### Task objective
All of the records must come back exactly as they were given.

### Stored data entries
▼
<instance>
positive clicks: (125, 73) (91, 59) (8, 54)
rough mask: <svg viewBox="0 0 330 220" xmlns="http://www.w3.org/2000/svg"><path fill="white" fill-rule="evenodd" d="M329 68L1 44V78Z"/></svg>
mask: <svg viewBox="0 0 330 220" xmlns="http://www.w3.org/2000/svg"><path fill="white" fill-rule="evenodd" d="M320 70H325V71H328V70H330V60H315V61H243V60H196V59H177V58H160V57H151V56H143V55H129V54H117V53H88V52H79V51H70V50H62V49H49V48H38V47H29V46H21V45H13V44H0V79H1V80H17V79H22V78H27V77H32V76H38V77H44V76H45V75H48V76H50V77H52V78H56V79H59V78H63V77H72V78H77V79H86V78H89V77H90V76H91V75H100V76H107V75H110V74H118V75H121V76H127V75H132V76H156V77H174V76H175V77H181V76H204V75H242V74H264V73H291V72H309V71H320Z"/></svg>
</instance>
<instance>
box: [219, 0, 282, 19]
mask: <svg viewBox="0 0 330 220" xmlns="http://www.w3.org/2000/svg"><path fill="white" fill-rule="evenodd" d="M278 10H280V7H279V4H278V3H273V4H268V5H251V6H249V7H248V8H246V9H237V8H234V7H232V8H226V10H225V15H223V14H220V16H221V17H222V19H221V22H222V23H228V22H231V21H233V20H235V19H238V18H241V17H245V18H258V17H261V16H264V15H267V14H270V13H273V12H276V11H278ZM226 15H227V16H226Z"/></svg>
▲
### Task response
<instance>
positive clicks: (125, 73) (91, 59) (8, 54)
rough mask: <svg viewBox="0 0 330 220" xmlns="http://www.w3.org/2000/svg"><path fill="white" fill-rule="evenodd" d="M329 68L1 44V78Z"/></svg>
mask: <svg viewBox="0 0 330 220" xmlns="http://www.w3.org/2000/svg"><path fill="white" fill-rule="evenodd" d="M320 70H325V71H328V70H330V60H315V61H243V60H196V59H177V58H160V57H151V56H143V55H129V54H117V53H88V52H79V51H70V50H62V49H49V48H38V47H29V46H21V45H13V44H0V79H1V80H17V79H22V78H27V77H32V76H38V77H44V76H45V75H48V76H50V77H52V78H56V79H59V78H63V77H72V78H77V79H86V78H89V77H90V76H91V75H100V76H107V75H110V74H118V75H121V76H127V75H132V76H156V77H174V76H175V77H181V76H204V75H242V74H264V73H291V72H309V71H320Z"/></svg>
</instance>
<instance>
box: [219, 0, 282, 19]
mask: <svg viewBox="0 0 330 220" xmlns="http://www.w3.org/2000/svg"><path fill="white" fill-rule="evenodd" d="M278 10H280V7H279V4H278V3H273V4H268V5H251V6H249V7H248V8H246V9H237V8H234V7H232V8H226V10H225V15H223V14H220V16H221V17H222V19H221V22H222V23H228V22H231V21H233V20H235V19H238V18H241V17H245V18H258V17H261V16H264V15H267V14H270V13H273V12H276V11H278ZM226 15H227V16H226Z"/></svg>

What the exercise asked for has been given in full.